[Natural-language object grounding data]
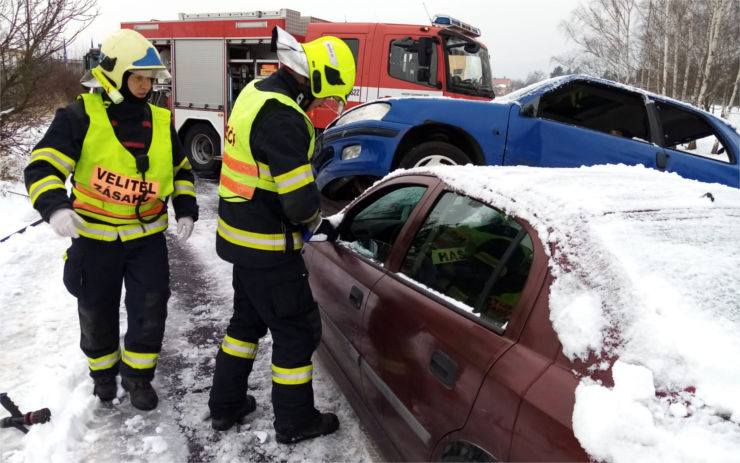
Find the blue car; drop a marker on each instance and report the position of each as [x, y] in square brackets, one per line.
[567, 121]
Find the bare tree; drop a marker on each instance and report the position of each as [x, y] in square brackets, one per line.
[683, 48]
[604, 29]
[32, 34]
[717, 11]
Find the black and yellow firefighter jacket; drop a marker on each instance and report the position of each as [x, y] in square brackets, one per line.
[267, 190]
[97, 144]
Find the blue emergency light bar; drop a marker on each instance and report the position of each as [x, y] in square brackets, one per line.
[453, 23]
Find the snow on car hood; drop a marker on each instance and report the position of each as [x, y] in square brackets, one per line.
[647, 270]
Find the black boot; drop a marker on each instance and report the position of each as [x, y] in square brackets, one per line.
[225, 422]
[322, 424]
[105, 387]
[141, 392]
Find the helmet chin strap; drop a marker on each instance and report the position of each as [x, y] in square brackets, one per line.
[305, 97]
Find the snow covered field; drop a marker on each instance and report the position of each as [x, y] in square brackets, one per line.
[42, 365]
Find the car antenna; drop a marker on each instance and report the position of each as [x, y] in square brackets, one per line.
[427, 11]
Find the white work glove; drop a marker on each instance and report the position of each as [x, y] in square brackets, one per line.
[184, 228]
[65, 222]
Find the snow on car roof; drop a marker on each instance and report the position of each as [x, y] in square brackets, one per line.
[655, 257]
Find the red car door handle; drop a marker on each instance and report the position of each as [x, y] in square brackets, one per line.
[444, 368]
[355, 297]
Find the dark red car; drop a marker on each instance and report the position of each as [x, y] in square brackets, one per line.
[434, 289]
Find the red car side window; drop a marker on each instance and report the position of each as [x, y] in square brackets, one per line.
[474, 254]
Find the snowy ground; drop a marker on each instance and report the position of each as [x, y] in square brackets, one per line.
[42, 365]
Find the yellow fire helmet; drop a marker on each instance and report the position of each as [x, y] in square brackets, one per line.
[331, 68]
[127, 50]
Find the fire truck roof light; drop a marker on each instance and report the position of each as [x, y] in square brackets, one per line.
[454, 23]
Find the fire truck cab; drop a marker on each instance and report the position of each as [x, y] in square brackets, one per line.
[213, 56]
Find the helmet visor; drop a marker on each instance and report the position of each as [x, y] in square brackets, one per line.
[152, 73]
[334, 104]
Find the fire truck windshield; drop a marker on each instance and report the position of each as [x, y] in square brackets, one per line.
[468, 67]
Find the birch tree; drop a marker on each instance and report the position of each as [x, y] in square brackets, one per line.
[717, 8]
[32, 34]
[604, 31]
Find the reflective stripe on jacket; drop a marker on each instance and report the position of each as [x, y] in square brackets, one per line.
[240, 173]
[108, 185]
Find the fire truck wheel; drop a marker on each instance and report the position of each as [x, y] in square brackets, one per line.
[202, 145]
[434, 153]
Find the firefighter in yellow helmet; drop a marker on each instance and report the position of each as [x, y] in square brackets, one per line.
[125, 163]
[267, 199]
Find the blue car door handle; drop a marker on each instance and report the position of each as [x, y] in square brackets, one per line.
[355, 297]
[661, 160]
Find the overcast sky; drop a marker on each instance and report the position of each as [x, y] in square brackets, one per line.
[522, 35]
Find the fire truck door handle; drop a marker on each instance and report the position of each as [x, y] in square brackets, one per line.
[355, 297]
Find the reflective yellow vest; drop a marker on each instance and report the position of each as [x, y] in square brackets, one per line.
[107, 184]
[240, 173]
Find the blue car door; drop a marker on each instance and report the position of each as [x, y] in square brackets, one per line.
[695, 145]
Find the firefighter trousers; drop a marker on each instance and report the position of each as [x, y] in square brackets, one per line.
[94, 272]
[279, 299]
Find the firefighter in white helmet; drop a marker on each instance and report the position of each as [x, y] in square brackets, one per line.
[267, 199]
[126, 163]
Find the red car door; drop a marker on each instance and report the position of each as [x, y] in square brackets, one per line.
[432, 327]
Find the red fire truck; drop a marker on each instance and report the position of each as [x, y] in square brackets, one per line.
[213, 56]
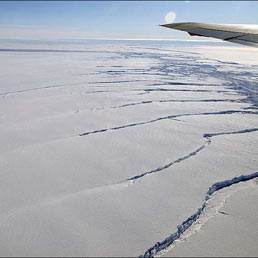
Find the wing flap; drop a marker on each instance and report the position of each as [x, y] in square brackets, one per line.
[241, 34]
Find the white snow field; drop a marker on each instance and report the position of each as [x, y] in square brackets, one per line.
[106, 147]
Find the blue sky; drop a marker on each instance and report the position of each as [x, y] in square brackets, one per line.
[114, 19]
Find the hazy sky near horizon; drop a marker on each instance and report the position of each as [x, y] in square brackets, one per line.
[114, 19]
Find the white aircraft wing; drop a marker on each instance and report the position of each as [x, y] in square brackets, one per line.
[241, 34]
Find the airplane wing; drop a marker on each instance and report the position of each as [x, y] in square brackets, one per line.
[241, 34]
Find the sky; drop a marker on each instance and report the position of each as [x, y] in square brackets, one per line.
[115, 19]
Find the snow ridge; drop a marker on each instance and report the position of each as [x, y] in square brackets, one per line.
[160, 246]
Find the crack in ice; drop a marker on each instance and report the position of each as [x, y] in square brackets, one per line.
[163, 245]
[166, 118]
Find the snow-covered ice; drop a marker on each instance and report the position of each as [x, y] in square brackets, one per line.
[107, 146]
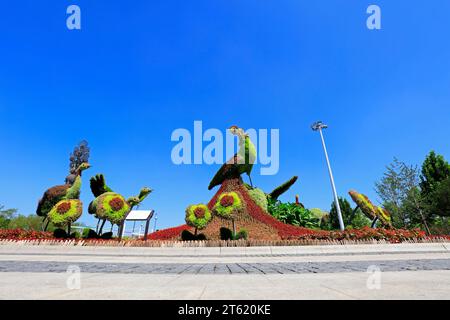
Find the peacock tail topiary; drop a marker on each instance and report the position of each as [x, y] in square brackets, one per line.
[384, 216]
[364, 204]
[228, 204]
[65, 212]
[259, 197]
[112, 207]
[198, 216]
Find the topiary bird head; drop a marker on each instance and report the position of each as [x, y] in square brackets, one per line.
[83, 166]
[133, 201]
[235, 130]
[144, 193]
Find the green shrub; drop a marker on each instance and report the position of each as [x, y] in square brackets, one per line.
[186, 235]
[198, 216]
[65, 212]
[75, 235]
[90, 234]
[107, 236]
[293, 214]
[60, 234]
[259, 197]
[227, 205]
[226, 234]
[242, 234]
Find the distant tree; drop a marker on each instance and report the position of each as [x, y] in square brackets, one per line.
[434, 170]
[79, 155]
[399, 189]
[5, 216]
[439, 199]
[350, 217]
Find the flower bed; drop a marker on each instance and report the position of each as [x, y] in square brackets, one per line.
[168, 234]
[20, 234]
[366, 233]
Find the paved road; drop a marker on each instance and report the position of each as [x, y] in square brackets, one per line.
[410, 271]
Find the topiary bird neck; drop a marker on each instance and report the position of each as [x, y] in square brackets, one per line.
[74, 191]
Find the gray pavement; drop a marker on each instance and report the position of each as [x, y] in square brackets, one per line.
[406, 271]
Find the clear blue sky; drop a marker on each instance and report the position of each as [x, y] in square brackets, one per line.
[138, 70]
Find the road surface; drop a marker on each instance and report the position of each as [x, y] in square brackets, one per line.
[405, 271]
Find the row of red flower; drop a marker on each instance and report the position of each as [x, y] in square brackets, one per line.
[19, 234]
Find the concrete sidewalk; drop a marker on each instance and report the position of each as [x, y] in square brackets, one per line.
[404, 271]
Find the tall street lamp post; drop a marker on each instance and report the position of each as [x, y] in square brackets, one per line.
[318, 126]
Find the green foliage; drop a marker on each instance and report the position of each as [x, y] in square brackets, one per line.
[351, 219]
[227, 205]
[277, 192]
[6, 215]
[242, 234]
[439, 199]
[65, 212]
[198, 216]
[60, 234]
[400, 192]
[226, 234]
[186, 235]
[294, 214]
[259, 197]
[434, 170]
[75, 235]
[113, 207]
[106, 236]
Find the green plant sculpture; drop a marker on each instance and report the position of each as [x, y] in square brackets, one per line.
[242, 162]
[111, 206]
[370, 210]
[66, 212]
[228, 205]
[259, 197]
[58, 193]
[198, 216]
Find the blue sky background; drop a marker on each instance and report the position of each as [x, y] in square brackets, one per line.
[138, 70]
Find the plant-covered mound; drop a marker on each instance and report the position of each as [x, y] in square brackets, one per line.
[370, 210]
[259, 197]
[65, 212]
[293, 214]
[228, 204]
[198, 216]
[363, 202]
[169, 234]
[113, 207]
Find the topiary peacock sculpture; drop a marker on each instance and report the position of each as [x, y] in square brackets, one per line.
[370, 210]
[111, 206]
[242, 162]
[56, 194]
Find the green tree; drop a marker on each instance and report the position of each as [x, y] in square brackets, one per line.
[439, 199]
[434, 170]
[5, 216]
[399, 189]
[351, 218]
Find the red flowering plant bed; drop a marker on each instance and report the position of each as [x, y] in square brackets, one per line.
[168, 234]
[20, 234]
[366, 233]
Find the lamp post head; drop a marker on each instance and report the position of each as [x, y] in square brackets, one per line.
[319, 125]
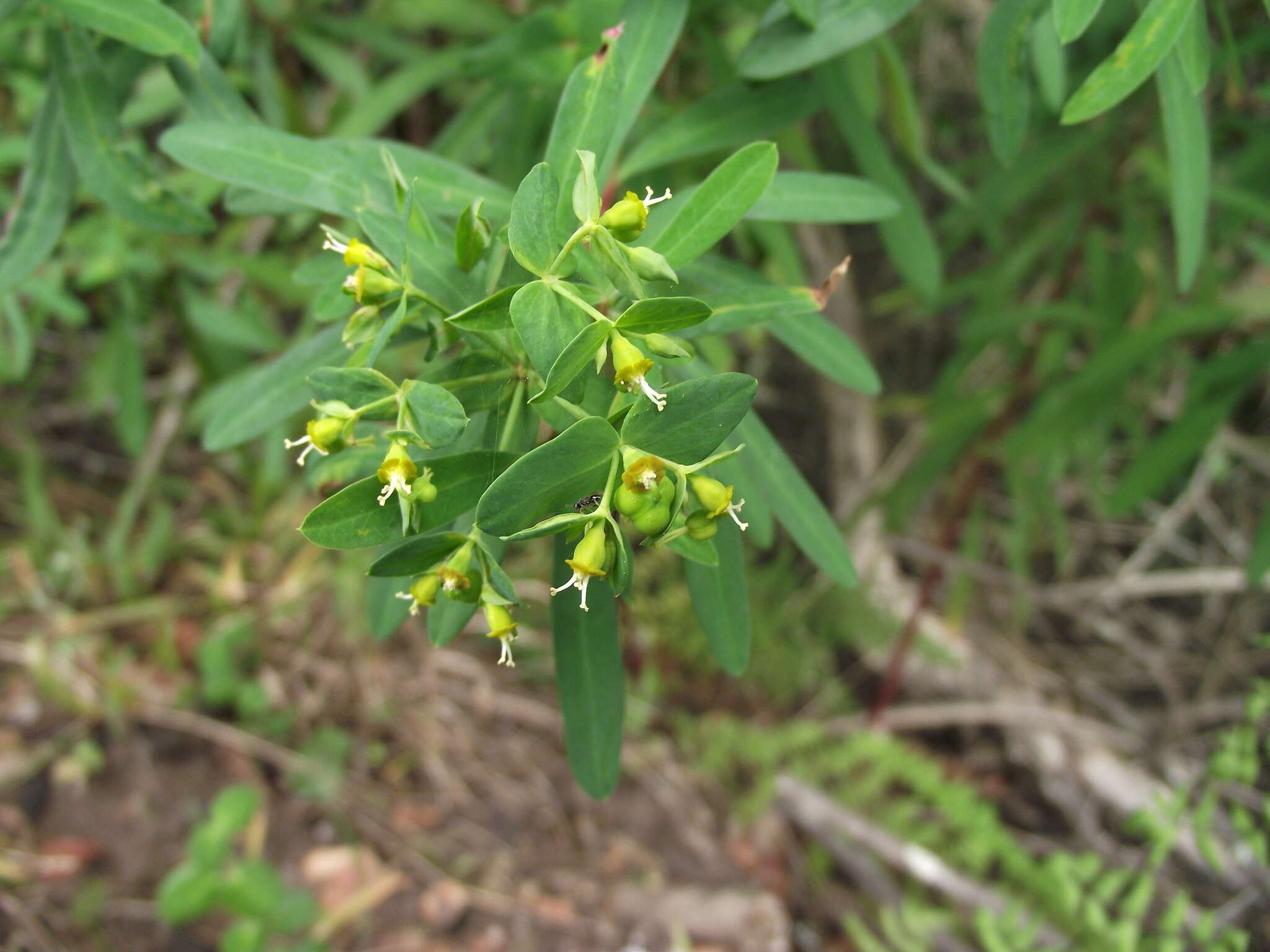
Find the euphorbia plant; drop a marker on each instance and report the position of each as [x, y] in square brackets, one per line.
[544, 311]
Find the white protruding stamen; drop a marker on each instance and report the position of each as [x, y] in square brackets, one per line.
[658, 399]
[397, 484]
[580, 582]
[648, 197]
[308, 444]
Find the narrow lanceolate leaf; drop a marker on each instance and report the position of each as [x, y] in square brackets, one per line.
[43, 198]
[573, 359]
[545, 323]
[794, 501]
[827, 350]
[908, 239]
[1073, 17]
[1137, 56]
[824, 197]
[722, 120]
[531, 234]
[145, 24]
[433, 413]
[786, 46]
[718, 205]
[353, 518]
[699, 415]
[721, 599]
[1189, 165]
[1196, 48]
[549, 479]
[585, 120]
[248, 404]
[651, 30]
[591, 679]
[417, 555]
[664, 315]
[106, 167]
[1001, 69]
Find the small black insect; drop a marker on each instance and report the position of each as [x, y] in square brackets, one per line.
[588, 501]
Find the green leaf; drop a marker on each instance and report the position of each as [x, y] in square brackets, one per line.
[549, 479]
[573, 359]
[1196, 50]
[721, 120]
[699, 415]
[786, 46]
[492, 314]
[248, 404]
[794, 501]
[615, 265]
[649, 33]
[664, 314]
[356, 386]
[828, 351]
[1073, 17]
[433, 413]
[1191, 177]
[353, 518]
[45, 198]
[908, 239]
[1049, 61]
[146, 24]
[1152, 36]
[721, 599]
[591, 679]
[533, 231]
[1002, 79]
[1259, 557]
[718, 205]
[447, 619]
[586, 193]
[417, 555]
[471, 236]
[104, 165]
[545, 327]
[208, 92]
[585, 121]
[824, 197]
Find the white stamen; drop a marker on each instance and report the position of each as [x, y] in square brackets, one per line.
[658, 399]
[580, 582]
[648, 197]
[308, 444]
[397, 484]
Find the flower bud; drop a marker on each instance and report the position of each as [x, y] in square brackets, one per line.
[425, 591]
[701, 526]
[358, 253]
[626, 218]
[649, 265]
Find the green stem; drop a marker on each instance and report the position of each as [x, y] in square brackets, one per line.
[513, 415]
[584, 231]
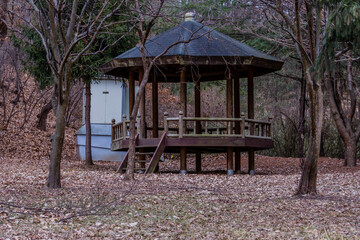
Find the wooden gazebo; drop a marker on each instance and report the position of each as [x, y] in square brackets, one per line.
[209, 56]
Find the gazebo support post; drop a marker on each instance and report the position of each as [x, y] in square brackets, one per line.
[237, 124]
[155, 110]
[198, 123]
[131, 91]
[142, 119]
[251, 115]
[229, 106]
[184, 110]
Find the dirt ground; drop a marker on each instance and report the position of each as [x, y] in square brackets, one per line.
[95, 203]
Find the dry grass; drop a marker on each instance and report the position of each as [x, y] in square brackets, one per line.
[98, 204]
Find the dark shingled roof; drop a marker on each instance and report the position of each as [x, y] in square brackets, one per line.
[212, 53]
[207, 42]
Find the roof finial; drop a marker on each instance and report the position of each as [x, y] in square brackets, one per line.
[190, 16]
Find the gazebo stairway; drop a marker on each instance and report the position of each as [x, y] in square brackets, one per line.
[145, 162]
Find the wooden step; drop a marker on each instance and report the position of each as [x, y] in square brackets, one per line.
[141, 161]
[140, 169]
[145, 153]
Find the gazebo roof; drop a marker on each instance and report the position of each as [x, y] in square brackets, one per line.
[210, 51]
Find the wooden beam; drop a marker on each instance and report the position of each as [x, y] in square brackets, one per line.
[142, 119]
[251, 115]
[155, 107]
[237, 124]
[131, 91]
[251, 161]
[142, 106]
[183, 160]
[229, 114]
[183, 108]
[183, 92]
[197, 100]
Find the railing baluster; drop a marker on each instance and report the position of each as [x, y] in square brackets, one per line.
[242, 128]
[194, 130]
[181, 124]
[270, 127]
[166, 127]
[138, 122]
[124, 126]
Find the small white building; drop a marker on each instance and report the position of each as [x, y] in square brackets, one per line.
[109, 100]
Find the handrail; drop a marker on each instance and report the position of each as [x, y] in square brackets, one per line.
[235, 127]
[209, 127]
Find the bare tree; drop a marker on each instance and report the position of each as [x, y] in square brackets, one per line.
[343, 98]
[145, 15]
[68, 30]
[88, 155]
[303, 24]
[3, 25]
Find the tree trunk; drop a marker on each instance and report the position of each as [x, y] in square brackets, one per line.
[3, 26]
[88, 155]
[42, 116]
[56, 147]
[301, 128]
[343, 123]
[350, 152]
[307, 183]
[61, 100]
[131, 160]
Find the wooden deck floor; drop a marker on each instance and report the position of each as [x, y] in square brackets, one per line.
[204, 144]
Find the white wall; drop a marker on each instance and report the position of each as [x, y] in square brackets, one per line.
[106, 101]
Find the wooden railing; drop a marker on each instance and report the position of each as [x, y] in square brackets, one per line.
[120, 131]
[201, 127]
[216, 127]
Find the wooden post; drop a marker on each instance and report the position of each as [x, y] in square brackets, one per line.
[138, 123]
[197, 123]
[142, 107]
[181, 124]
[166, 127]
[131, 91]
[155, 108]
[124, 126]
[183, 108]
[237, 123]
[270, 127]
[141, 125]
[229, 106]
[183, 160]
[112, 129]
[251, 115]
[183, 91]
[242, 127]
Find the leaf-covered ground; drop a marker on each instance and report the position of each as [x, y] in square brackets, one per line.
[96, 203]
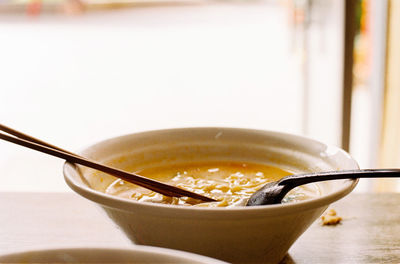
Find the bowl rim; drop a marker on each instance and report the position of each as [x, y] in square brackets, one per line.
[184, 255]
[128, 204]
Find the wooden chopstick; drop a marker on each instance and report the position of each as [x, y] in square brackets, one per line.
[47, 148]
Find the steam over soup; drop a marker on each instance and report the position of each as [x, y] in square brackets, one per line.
[231, 183]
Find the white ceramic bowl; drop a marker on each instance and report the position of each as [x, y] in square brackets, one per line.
[134, 254]
[242, 234]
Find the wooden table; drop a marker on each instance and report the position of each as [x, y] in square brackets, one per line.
[369, 233]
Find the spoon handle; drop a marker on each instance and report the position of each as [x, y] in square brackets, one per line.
[300, 179]
[153, 185]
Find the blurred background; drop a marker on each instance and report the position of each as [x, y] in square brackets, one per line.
[74, 72]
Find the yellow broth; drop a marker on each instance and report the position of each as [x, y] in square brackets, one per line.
[231, 183]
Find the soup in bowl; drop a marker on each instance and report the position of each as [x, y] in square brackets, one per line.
[228, 164]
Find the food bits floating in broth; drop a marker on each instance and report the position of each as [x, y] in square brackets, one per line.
[231, 183]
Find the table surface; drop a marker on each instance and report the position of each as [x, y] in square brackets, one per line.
[369, 232]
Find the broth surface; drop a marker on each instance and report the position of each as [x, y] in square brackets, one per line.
[231, 183]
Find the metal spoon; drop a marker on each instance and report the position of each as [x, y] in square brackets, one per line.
[274, 192]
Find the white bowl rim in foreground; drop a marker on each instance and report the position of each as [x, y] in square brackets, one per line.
[128, 204]
[135, 249]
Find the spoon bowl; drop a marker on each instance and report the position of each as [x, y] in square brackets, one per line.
[274, 192]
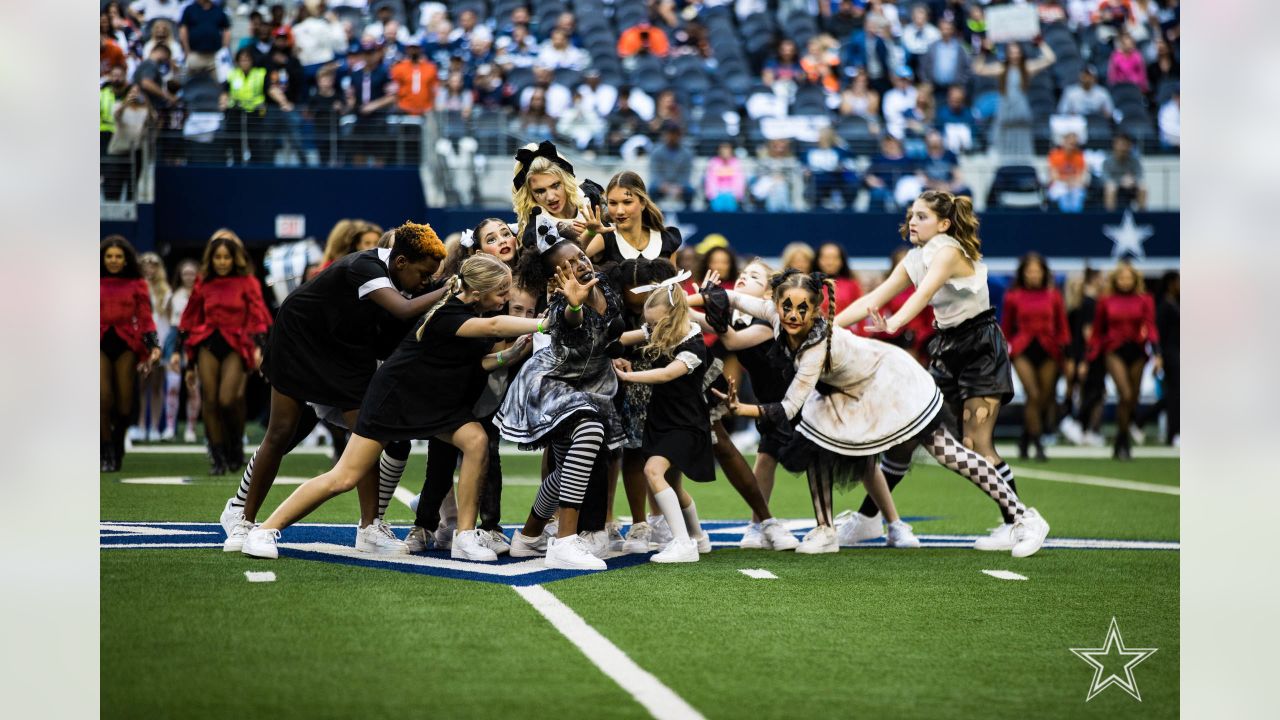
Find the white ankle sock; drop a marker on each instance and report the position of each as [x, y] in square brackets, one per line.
[670, 506]
[691, 525]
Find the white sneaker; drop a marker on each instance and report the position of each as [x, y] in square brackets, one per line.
[1029, 533]
[525, 546]
[261, 543]
[677, 551]
[419, 540]
[444, 536]
[778, 536]
[496, 541]
[378, 538]
[638, 538]
[615, 531]
[572, 554]
[231, 516]
[900, 536]
[595, 542]
[818, 541]
[853, 528]
[753, 538]
[1000, 538]
[661, 529]
[236, 538]
[1072, 431]
[467, 546]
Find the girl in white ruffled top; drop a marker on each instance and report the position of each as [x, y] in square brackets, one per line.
[969, 356]
[851, 400]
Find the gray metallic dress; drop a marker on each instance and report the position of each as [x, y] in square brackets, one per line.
[570, 378]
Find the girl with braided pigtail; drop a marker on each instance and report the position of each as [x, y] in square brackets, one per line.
[447, 347]
[855, 399]
[969, 355]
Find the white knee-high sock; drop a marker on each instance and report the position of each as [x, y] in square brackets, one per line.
[670, 505]
[691, 524]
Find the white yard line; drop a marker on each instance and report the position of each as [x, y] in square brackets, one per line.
[661, 701]
[1037, 474]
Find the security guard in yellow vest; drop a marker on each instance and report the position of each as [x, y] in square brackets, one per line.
[245, 100]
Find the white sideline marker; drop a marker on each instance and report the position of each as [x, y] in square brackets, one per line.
[1005, 575]
[661, 701]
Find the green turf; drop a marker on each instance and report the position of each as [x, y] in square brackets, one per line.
[892, 633]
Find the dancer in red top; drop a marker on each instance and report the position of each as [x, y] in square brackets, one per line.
[1034, 323]
[1123, 327]
[126, 332]
[224, 327]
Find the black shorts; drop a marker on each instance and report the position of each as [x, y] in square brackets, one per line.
[113, 346]
[1132, 352]
[218, 346]
[972, 360]
[1036, 354]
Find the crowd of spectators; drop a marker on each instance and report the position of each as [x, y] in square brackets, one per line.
[795, 101]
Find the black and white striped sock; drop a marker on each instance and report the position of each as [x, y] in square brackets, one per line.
[389, 470]
[242, 493]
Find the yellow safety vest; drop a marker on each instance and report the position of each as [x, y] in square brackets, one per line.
[247, 91]
[106, 109]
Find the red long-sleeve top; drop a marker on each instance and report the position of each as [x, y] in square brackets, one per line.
[1123, 318]
[1036, 315]
[124, 305]
[231, 305]
[922, 324]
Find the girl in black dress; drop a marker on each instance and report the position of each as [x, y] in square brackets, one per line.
[638, 228]
[401, 404]
[323, 350]
[563, 397]
[677, 427]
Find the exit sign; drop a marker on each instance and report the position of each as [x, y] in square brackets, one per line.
[291, 227]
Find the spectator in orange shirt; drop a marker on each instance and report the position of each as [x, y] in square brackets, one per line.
[416, 78]
[1068, 177]
[643, 37]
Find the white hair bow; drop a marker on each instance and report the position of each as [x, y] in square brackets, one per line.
[670, 283]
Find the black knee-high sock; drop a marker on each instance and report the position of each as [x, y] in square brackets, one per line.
[894, 473]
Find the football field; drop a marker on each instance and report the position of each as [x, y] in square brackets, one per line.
[937, 632]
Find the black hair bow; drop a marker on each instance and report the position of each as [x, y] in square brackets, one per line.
[545, 149]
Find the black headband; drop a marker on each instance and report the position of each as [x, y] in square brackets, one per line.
[525, 158]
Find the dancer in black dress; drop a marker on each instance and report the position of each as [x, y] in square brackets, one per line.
[447, 347]
[563, 396]
[323, 350]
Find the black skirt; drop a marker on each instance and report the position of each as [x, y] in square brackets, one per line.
[113, 346]
[972, 360]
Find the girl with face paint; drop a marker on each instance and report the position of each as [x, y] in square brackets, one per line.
[969, 355]
[127, 343]
[224, 329]
[855, 399]
[563, 397]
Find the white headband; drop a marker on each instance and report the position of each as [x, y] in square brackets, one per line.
[670, 283]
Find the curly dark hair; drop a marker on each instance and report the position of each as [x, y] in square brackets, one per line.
[131, 258]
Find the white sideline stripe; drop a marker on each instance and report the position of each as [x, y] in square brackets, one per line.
[1065, 451]
[1037, 474]
[661, 701]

◆ **WHAT YOU SHOULD DO**
Restate word for word each line of the data from the one with "Find the white sideline stripe;" to the last, keeping both ends.

◆ **WRITTEN ANSWER**
Find the white sideline stripe; drop a marker on each instance and report the position of each as [x, y] in square brackets, one per line.
[1065, 451]
[1037, 474]
[661, 701]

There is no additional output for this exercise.